- [CHALLENGES]:
(1) Answer these questions using the excerpt on Ptolemy's theorem, one answer per line with the same letter:
(a) Who is the theorem credited to, and during what years did he live?
(b) According to its heading, what does Proof 1 of the direct theorem use?
(c) In Proof 2, what is point P?
(2) Duplicate the part of the excerpt on Ptolemy's theorem that opens with the words containing "And in the same" and closes with "proof is completed.".

- [SOURCE EXCERPT]:
START
Found by Ptolemy of Alexandria (or Claudius Ptolemaeus) (90-168 AD).

Ptolemy’s First Theorem

A quadrilateral ABCD is cyclic (inscribed) if and only if

AB\cdot CD + AD\cdot BC=AC\cdot BD

or

“A quadrilateral is inscribed in a circle if and only if the sum of the products of its two pairs of opposite sides is equal to the product of its diagonals”

Proofs

Proof 1 of the direct theorem(Using a little Trigonometry :))


As in the figure, a=a_1, b=b_1, c=c_1, d=d_1,

\sin(a+b)= \sin(d+c_1),

\sin(c+a_1)= \sin(b_1+d_1) since their sum is \pi

We will use that \cos X=- \cos(180^\circ-X) and the formulas

\cos(90^\circ-X)= \sin X ,

2 \sin X\cdot \sin Y= \cos(X-Y)- \cos(X+Y) (Product to Sum formula),

\cos X+ \cos Y=2\cdot \cos \frac{X+Y}{2}\cdot \cos \frac{X-Y}{2} (Sum to Product formula)

Applying the extended law of sines to triangles  ADB, DBC respectively and the Sum to Product formula we obtain:

AB\cdot CD=(2R \sin d) \cdot (2R\sin a)=2R^2( \cos(d-a) - \cos(d+a)) (1)

Similarly, AD\cdot BC=4R^2 \sin c\cdot \sin b=2R^2(\cos(c-b) - \cos(c+b)) (2)

So AB\cdot CD + AD\cdot BC=

=2R^2(\cos(d-a) - \cos(d+a) + \cos(c-b) - \cos(c+b) )

But a+b+c+d=180^\circ \Rightarrow d+a=180^\circ -(b+c) \Rightarrow

\Rightarrow \cos(d+a)= - \cos(c+b) \Rightarrow \cos(d+a) + \cos(b+c)=0 (3)

And \cos(d-a) + \cos(c-b)=2\cdot \cos(\frac{d+c-a-b}{2})\cdot \cos(\frac{d-a-c+b}{2})

Furthermore

d+c=180^\circ-a-b \Rightarrow \frac{d+c-a-b}{2}=90^\circ-a-b \Rightarrow

\Rightarrow \cos(\frac{d+c-a-b}{2})= \sin(a+b) (4)

And in the same way \cos(\frac{d-a-c+b}{2})= \sin(a+c) (5)

Combining the results 3, 4 and 5 and using again the Law of Sines:

AB\cdot CD + AD\cdot BC=2R^2(2 \sin(a+b)\cdot \sin(a+c))=

=2R \sin(a+b)\cdot 2R \sin(a+c)=BC\cdot AD

And the proof is completed.

Proof 2 of the direct theorem (With Areas)

We know that in a convex quadrilateral ABCD, its area can be given by:

(ABCD)= \frac{1}{2}AC \cdot BD \cdot \sin(APB)

where P is the intersection of AC and BD and from now on S(x) will present the area of polygon “x”.

We will find a relation between AB\cdot CD + AD\cdot BC and (ABCD).

Take E, concyclic with points A,B,C,D such that BE\parallel AC. So AB=EC, AE=BC implying that \widetilde{AB} =\widetilde{EC} where \widetilde{x} is the arc “x”.
END
- [DATASET EXCERPT]:
START
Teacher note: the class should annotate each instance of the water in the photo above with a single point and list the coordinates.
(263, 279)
END
- [TASK-BY-TASK RESULTS]:
(1)
(a) Ptolemy of Alexandria (or Claudius Ptolemaeus), 90-168 AD
(b) A little trigonometry
(c) The intersection of AC and BD

(2)
And in the same way \cos(\frac{d-a-c+b}{2})= \sin(a+c) (5)

Combining the results 3, 4 and 5 and using again the Law of Sines:

AB\cdot CD + AD\cdot BC=2R^2(2 \sin(a+b)\cdot \sin(a+c))=

=2R \sin(a+b)\cdot 2R \sin(a+c)=BC\cdot AD

And the proof is completed.